(PROBLEM DETAILS) Substitute "marker" for each "pin" in all of the records below, and leave every other part unchanged.
*** LISTED ENTRIES
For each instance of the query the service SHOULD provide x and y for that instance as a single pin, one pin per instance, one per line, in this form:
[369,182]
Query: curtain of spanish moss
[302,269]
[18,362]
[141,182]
******
(WRITTEN RESPONSE)
For each instance of the query the service SHOULD provide x and y for that instance as a single marker, one marker per instance, one per line, in this form:
[369,182]
Query: curtain of spanish moss
[302,269]
[18,362]
[141,182]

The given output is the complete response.